How to complete this task ->
Reproduce the listing that follows in full. Omit its images.

Data extract ->
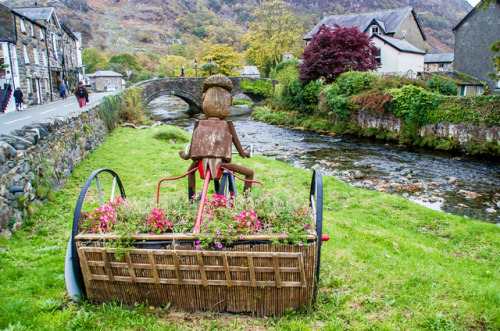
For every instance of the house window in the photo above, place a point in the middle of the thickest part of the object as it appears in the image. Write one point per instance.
(35, 56)
(23, 27)
(54, 44)
(26, 57)
(378, 55)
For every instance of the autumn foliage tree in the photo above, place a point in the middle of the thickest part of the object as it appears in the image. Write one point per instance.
(334, 50)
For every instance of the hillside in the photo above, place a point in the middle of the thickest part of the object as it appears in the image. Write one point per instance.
(152, 25)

Response for this exercise ->
For every instance of the house window in the photo above, place a point in the middle of the thickest part of the object as it appears in the image. Write one point per instance.
(35, 56)
(23, 27)
(54, 44)
(26, 57)
(378, 55)
For every instance of the autumn foliage tree in the photo above, place a point in the middle of the thickest part of the object as it appears in the image. Write one point per instance.
(334, 50)
For every instance of the hillside in the photo above, place a point in the middle of the thickest part of the object as it appears in the image. Write one point per instance.
(152, 25)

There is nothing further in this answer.